## WORK TO COMPLETE
What is needed is an exact copy of all the records below.

## Items from a data source
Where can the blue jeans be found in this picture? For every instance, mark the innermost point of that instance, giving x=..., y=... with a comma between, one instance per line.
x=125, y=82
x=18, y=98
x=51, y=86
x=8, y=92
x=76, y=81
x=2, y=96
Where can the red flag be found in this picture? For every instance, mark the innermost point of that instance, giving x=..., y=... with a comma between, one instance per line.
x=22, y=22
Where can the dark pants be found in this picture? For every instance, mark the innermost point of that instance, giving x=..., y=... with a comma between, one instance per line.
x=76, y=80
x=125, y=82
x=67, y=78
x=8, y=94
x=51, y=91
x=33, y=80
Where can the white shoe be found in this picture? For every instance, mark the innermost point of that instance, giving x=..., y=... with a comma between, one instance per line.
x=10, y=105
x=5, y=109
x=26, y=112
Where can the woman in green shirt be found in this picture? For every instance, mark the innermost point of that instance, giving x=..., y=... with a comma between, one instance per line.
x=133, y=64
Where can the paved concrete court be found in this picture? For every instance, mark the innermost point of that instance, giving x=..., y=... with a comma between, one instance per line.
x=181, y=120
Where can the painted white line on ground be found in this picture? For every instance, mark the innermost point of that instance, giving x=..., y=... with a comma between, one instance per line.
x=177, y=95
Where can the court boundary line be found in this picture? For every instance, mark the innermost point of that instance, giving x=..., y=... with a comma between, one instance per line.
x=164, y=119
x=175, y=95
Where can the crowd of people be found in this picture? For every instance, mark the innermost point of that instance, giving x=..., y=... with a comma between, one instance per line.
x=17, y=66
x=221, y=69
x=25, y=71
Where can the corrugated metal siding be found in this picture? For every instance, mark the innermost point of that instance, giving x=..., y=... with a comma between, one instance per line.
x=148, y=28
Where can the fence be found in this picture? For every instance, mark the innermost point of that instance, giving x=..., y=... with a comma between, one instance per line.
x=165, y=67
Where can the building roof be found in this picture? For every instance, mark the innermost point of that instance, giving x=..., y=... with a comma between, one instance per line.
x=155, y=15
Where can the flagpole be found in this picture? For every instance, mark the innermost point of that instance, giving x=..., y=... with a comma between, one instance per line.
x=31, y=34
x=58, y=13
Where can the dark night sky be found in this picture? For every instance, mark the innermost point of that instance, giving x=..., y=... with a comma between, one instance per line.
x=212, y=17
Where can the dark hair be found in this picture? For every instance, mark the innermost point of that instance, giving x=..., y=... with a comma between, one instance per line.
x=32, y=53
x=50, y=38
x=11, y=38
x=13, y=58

## SOLUTION
Where can the blue jeans be found in this picture? For every instance, mark the innermost point of that instance, giving x=..., y=... with a comma between, one instance per line.
x=125, y=82
x=18, y=98
x=51, y=86
x=8, y=92
x=76, y=81
x=2, y=96
Where can the red flag be found in this picture? For every instance, mark the innermost point of that instance, giving x=..., y=... with a comma between, one instance per line.
x=22, y=22
Where can the dark pants be found in this picture? For every instance, mark the innermost point of that instance, giving x=..., y=... with a comma between, one instance per line.
x=76, y=80
x=125, y=82
x=67, y=78
x=8, y=94
x=51, y=91
x=33, y=80
Where can the white shoe be found in this picture? For every instance, mark the innermost point of that instance, giving x=..., y=... with a comma between, one instance per line.
x=10, y=105
x=5, y=109
x=26, y=112
Where can the woman in green shirt be found in this picture? For every instance, mark the innermost point of that instance, giving x=..., y=... with a comma between, one instance per line.
x=133, y=64
Where can the paved concrete court be found in this picture? For every instance, mark the innermost point of that instance, giving x=..., y=... with a comma between, one instance per line.
x=181, y=120
Where can the painted white line on ground be found in this picture? For every instance, mark the innermost point of that instance, giving x=..., y=... with a comma between, one instance per line.
x=177, y=95
Where can the court boundary line be found in this picture? For every instance, mark the innermost point of that instance, giving x=..., y=... with a comma between, one instance per line.
x=164, y=119
x=175, y=95
Where can the crowd of people be found in this picture? For every instance, mark the innermost point of that instance, giving x=..., y=... with a comma between, one instance per line.
x=17, y=66
x=221, y=69
x=25, y=71
Where can the corrugated metal siding be found in this picture? For every instance, mark the innermost point of that instance, giving x=..., y=... with a comma between, one instance per line.
x=148, y=28
Where can the fence be found in this picture? For every instance, mark the innermost point of that instance, giving x=..., y=... with a comma between, one instance per line.
x=165, y=67
Where can the building roof be found in this picture? For every instance, mark the innermost point of that instance, giving x=..., y=... with a comma between, one instance per line.
x=155, y=15
Where can the flagpole be found in this picture? For every instance, mark the innermost point of that instance, giving x=..., y=... with a comma between, one instance per line.
x=31, y=34
x=58, y=13
Where can the dark night sky be found in this picture? For every instance, mark the innermost point of that instance, giving x=..., y=... with a comma between, one instance per line.
x=212, y=17
Where can the dark hair be found in this picture? For every instance, mark the innermost point of that instance, giving x=..., y=... with a comma between, one instance per line.
x=32, y=53
x=50, y=38
x=11, y=38
x=13, y=58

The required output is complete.